### [Exercise]
Print the entries below in their entirety, exactly as they are written.

(Stored items from a collection)
========

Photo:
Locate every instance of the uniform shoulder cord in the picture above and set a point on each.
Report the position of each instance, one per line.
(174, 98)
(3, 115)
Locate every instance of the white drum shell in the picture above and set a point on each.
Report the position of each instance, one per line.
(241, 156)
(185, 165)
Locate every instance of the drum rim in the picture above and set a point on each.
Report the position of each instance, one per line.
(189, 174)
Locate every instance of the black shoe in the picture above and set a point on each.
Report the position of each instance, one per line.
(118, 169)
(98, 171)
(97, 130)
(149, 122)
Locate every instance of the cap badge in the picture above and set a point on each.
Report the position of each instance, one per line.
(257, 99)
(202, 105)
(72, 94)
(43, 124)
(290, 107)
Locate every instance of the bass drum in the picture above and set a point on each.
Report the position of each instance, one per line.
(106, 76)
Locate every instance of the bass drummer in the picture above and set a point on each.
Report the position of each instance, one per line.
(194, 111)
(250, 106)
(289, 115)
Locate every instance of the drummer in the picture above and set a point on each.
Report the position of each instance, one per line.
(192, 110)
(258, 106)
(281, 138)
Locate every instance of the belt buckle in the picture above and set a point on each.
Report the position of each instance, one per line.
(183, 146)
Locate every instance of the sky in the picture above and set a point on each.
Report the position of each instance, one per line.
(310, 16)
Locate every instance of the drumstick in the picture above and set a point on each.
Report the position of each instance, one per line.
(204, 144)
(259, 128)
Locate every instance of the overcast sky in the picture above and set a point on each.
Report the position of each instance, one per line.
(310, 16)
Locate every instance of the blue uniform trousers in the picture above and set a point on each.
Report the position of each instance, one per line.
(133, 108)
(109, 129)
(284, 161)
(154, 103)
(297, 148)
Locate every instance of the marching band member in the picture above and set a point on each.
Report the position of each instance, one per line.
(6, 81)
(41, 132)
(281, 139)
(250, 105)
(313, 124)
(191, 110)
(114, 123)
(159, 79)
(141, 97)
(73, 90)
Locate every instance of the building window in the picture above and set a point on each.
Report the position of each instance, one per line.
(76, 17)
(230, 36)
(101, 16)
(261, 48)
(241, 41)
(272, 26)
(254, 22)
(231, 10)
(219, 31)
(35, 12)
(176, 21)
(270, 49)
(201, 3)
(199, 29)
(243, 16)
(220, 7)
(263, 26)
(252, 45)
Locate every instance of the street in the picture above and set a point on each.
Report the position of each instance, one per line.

========

### [Answer]
Photo:
Locate every instance of the uniform shoulder cord in the picture above and set a point on each.
Report the position of each instance, one per line.
(174, 98)
(3, 115)
Locate every instance of the white drum shell in the picture above and set a point on each.
Report the position of each instance, one per line.
(241, 156)
(185, 165)
Locate every instance of the drum rim in the picture above and set a point on each.
Report the position of each instance, one per line.
(189, 174)
Locate every instance of the black shoe in the picture above and set a point on each.
Report the position of each instance, one per line.
(118, 169)
(98, 171)
(97, 130)
(149, 122)
Locate every instance of the cap badge in the picture above and set a point on each.
Report the position of each instance, one per line.
(257, 99)
(202, 105)
(72, 94)
(43, 124)
(290, 107)
Locate every instance of the bass drum in the picture above and set a point on each.
Report the position of each instance, one per line.
(106, 76)
Locate every instance of the bass drummer in the picture above and set a point on each.
Report the position of each instance, one per line.
(194, 111)
(250, 106)
(289, 115)
Locate every instance of the drummer in the picture above and set a point on each.
Report the position of each instance, one per line.
(192, 110)
(258, 106)
(281, 138)
Locate every instance of the belt buckle in the picture above and set a point on each.
Report the position of each instance, one per line.
(183, 146)
Locate every instance of the sky in the picture above and set a point on each.
Report the position of each instance, one per line.
(310, 16)
Locate every instance of the drumstick in the picture above and set a point on each.
Report the position of each instance, one per line.
(204, 144)
(259, 128)
Locate every instance of the overcast sky in the picture above and set a point on each.
Report the position of each instance, one per line.
(310, 16)
Locate every instance of the blue uniform trousers in the picture above and set a point on each.
Report the position of each instance, one per line.
(133, 108)
(109, 129)
(284, 161)
(154, 103)
(297, 148)
Locate every instance of the marching band member in the picture above and set a point on each.
Report the position of each instance, one per line.
(6, 81)
(41, 132)
(281, 139)
(250, 105)
(313, 124)
(191, 110)
(114, 123)
(159, 79)
(141, 97)
(73, 90)
Locate every instance of the building window in the picture above and set a point on each.
Report the position of each instance, one per line.
(76, 17)
(230, 36)
(101, 16)
(261, 48)
(241, 41)
(272, 26)
(254, 22)
(231, 10)
(219, 31)
(35, 12)
(176, 21)
(270, 49)
(201, 3)
(199, 29)
(243, 16)
(220, 7)
(263, 26)
(252, 45)
Locate every instance of the street in the picture above and set a point on each.
Report the position of each instance, one per line.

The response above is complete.